Il y a des boucles, des spirales mais on avance, donc en fait il y a une
chronologie jusqu'aux neveux. Je l'ouvre en entier. Je l'ai fini aujourd'hui :
j'étais au travail, j'ai pris une pause au travail et ai lu 30
minutes face à mes collègues et puis j'ai terminé
10 minutes à la fontaine Saint-Michel.
Manuel
C'est une relecture, datant d'il y a plus de 10 ans. Elle a bien été
différente car, grâce au streaming, j'ai pris le temps de
m'arrêter dans ma lecture pour écouter les morceaux et apprécier
le talent qu'a Powers de décrire les passages musicaux. Nous vivons
une époque bien différente de celle de Kwame qui vole des
CD chez un disquaire.
Je rejoins Etienne et Claire sur les aspects lourdingues de l'écriture.
Parfois Powers en fait des tonnes à chaque page (métaphores
tirées par les cheveux !), mais cela ne dessert pas le propos
qui reste ambitieux. Au travers des destins de Jonah, Joseph et Ruth,
Powers nous raconte l'histoire de la lutte pour leurs droits des Afro-Américains
scandée par les nombreuses émeutes, les bavures policières
et les actes racistes. Je trouve que cette histoire jette une immense
ombre sur les US. Le livre est toujours d'actualité. La bavure
dont a été victime de Rodney
King fait tristement écho à celle de George
Floyd. Je ne sais plus où, Power nous dit qu'on est inscrit
dans sa race, ce qui est dur.
L'idée du mariage d'un Juif et d'une Noir est habile. J'ai visionné
récemment le film Liberty
Heights de Barry Levinson. L'action se passe à Baltimore
en 1954 ; une scène m'a particulièrement marqué :
l'entrée d'une piscine est interdite aux Juifs,
aux Noirs et aux chiens. Juifs et Noirs partageaient la même discrimination.
Comme Etienne, j'ai trouvé que c'était un livre triste,
pessimiste. David et Delia voulaient faire fi de la race. Ruth revendique
sa couleur de peau, ses racines africaines. Jonah par sa mort, veut prouver
à sa sur qu'il est autant engagé qu'elle pour la cause
des Noirs. C'est terrible ! Joseph est finalement le plus partagé,
celui qui représente peut-être le mieux la troisième
voie. Le livre se finit par une impasse, une note complètement
négative.
Je ne me suis pas posé la question de la crédibilité
de l'auteur blanc. À l'époque de la sortie du livre, je
ne suis pas certain qu'on se la posait
Tous les passages sur la musique m'ont énormément plu. L'auteur
communique son enthousiasme, c'est magnifique : les émeutes
de Watts avec en fond sonore Dancing
in the Streets de Matha and the Vandellas, Coltrane improvisant
dans la rue, la merveilleuse scène dans les
Cloisters dans le haut de Manhattan et les chanteurs de musique ancienne.
Ce sont des passages magnifiques. Le chapitre du crime de Hemett
Till est terrible !
Il y a eu une exposition Stephen Shames à la Maison de la photographie
de Gentilly sur le mouvement des Black Panthers.
J'ouvre ¾ en raison de réserves
par rapport à l'écriture.
....
Votre tâche: Reprenez les avis de lecteurs sur le roman de Powers à la suite de leur dernière phrase. Vous n'aurez pas besoin des entrées.
....
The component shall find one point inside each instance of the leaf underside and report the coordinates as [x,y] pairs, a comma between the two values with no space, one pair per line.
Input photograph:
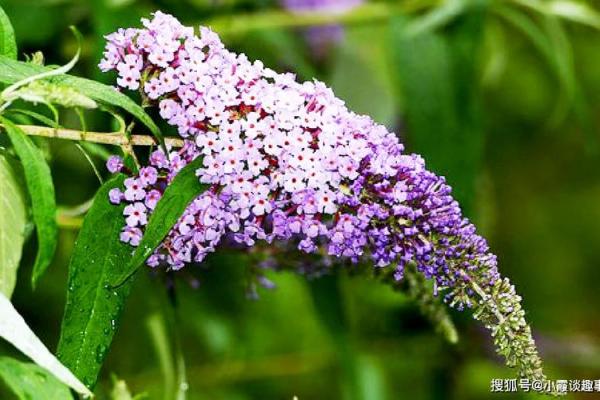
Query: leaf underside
[41,191]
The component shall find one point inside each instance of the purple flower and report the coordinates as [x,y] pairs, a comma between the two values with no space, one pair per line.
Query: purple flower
[114,164]
[136,214]
[115,195]
[131,235]
[286,161]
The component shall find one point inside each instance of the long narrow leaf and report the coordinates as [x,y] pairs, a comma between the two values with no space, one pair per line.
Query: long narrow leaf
[27,381]
[184,188]
[15,330]
[12,71]
[93,309]
[8,44]
[12,226]
[41,191]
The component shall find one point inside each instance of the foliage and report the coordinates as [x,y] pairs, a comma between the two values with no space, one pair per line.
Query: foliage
[500,97]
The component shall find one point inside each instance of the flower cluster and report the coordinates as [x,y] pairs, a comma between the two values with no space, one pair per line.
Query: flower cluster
[288,162]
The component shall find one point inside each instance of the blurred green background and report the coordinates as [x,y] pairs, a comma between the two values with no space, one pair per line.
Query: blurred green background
[503,98]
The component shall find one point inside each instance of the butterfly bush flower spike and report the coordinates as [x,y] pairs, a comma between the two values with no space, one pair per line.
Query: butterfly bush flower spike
[286,161]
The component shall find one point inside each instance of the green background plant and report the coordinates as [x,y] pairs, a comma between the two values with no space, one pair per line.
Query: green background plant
[500,97]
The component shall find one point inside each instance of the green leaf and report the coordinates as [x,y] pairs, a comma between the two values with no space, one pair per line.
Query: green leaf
[8,44]
[93,308]
[438,82]
[13,219]
[15,330]
[184,188]
[575,11]
[50,93]
[27,381]
[41,191]
[12,71]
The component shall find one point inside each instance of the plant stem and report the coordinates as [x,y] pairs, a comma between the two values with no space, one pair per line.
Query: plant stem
[112,138]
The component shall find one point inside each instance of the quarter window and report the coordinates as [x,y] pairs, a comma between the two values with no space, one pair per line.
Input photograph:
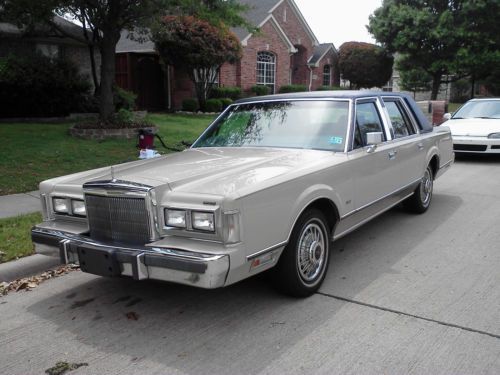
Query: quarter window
[327,75]
[400,121]
[266,69]
[367,121]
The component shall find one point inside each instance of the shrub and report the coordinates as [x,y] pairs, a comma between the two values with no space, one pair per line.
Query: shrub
[190,105]
[226,92]
[330,88]
[213,105]
[260,90]
[226,102]
[292,88]
[34,85]
[124,99]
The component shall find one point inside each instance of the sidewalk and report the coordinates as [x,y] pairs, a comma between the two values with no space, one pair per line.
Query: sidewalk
[19,204]
[14,205]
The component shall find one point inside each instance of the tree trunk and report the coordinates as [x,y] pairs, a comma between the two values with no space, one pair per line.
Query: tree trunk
[107,47]
[436,83]
[97,86]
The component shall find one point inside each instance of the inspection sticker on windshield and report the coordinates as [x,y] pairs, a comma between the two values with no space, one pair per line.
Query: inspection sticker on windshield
[336,140]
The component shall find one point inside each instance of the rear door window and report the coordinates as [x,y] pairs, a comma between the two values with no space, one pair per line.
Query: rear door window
[400,120]
[368,120]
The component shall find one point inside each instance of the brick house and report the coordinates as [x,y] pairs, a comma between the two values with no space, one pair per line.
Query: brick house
[284,52]
[69,43]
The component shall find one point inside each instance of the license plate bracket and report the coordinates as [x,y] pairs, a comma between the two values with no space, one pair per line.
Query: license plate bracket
[100,262]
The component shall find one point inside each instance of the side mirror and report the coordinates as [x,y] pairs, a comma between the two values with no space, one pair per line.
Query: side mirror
[372,140]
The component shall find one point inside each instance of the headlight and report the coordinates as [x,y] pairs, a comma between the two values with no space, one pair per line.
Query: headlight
[175,218]
[60,205]
[78,207]
[203,221]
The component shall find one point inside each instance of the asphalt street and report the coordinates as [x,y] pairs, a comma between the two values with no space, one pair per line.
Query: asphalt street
[405,294]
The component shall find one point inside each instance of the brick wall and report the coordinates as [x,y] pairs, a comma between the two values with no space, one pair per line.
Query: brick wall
[78,54]
[329,59]
[300,38]
[268,40]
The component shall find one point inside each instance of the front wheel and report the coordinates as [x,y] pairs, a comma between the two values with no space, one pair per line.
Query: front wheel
[304,261]
[420,201]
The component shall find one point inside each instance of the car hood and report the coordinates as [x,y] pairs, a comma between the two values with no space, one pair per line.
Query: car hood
[473,127]
[217,171]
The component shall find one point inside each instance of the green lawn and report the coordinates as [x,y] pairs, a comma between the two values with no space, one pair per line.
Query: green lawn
[32,153]
[15,236]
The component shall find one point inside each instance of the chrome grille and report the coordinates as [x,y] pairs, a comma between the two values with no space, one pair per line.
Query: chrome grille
[118,219]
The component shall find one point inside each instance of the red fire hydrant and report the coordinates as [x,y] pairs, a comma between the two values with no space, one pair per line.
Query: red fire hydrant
[146,138]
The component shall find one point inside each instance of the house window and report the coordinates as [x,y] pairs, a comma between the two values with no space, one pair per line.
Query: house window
[48,50]
[327,75]
[266,69]
[207,75]
[388,86]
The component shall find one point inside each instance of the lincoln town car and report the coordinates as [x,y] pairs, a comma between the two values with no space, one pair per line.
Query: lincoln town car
[269,186]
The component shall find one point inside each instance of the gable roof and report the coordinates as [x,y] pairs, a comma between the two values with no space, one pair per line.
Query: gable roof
[260,12]
[320,52]
[133,43]
[63,28]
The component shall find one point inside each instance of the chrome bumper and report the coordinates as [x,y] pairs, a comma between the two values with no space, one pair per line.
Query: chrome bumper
[174,265]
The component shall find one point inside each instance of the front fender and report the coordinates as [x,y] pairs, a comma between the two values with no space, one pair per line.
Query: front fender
[308,197]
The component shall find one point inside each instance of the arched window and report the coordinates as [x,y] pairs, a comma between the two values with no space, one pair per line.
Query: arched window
[266,69]
[327,75]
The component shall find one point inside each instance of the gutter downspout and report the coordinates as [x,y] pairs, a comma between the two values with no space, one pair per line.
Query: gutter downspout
[310,77]
[169,104]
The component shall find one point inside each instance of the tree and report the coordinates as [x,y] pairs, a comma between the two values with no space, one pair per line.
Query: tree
[442,37]
[105,21]
[365,65]
[198,47]
[412,78]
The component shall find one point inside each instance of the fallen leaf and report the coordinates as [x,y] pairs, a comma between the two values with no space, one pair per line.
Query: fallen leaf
....
Réponse ci-dessous:
Manuel nous montre des
images de l'exposition Stephen Shames et des
Cloisters à New York :
Claire
Je reviens à la charge avec des "alliés" : si
la presse francophone n'est qu'éloges, Daniel Mendelsohn, critique
et écrivain (qui dialogue cette semaine avec Emmanuel Carrère
dans Le
Monde), rédige un très long article dans le New
York Times, très élogieux, mais pour finir de façon
bien critique qui éclaire les rejets... :
- "Vous faites votre
chemin parfois laborieux à travers le roman (c'est beaucoup trop
long - ou, pour citer la célèbre critique de ce musicien
suprême, Mozart, rempli de 'trop de notes')"
- "Sa faiblesse en tant
qu'écrivain est la faiblesse de tous les artistes conceptuels :
vous pouvez admirer ses installations élaborées, mais vous
vous retrouvez parfois à manquer les plaisirs simples de la bonne
peinture à l'ancienne."
- "Il y a quelque chose
de gênant dans la façon dont il se souvient parfois qu'il
lui faut parvenir à une vraisemblance."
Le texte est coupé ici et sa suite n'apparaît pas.